▸ Material for this exercise:
↓↓↓
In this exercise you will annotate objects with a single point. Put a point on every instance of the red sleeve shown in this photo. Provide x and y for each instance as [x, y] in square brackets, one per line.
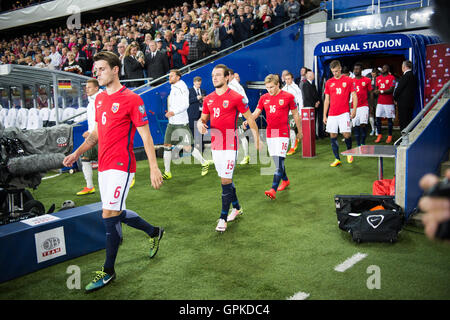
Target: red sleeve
[260, 103]
[291, 102]
[205, 108]
[240, 105]
[137, 112]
↑↑↑
▸ Direction: Copy every entry exactly as written. Pictures are excluded.

▸ Written solution:
In this exercise you will annotate objects with a single point. Put a point on every instance of the red sleeve shown in this photo. Provide x and y for each instance as [x, y] in square brackets, one per line.
Target: red sleeve
[260, 103]
[291, 102]
[205, 108]
[240, 105]
[137, 112]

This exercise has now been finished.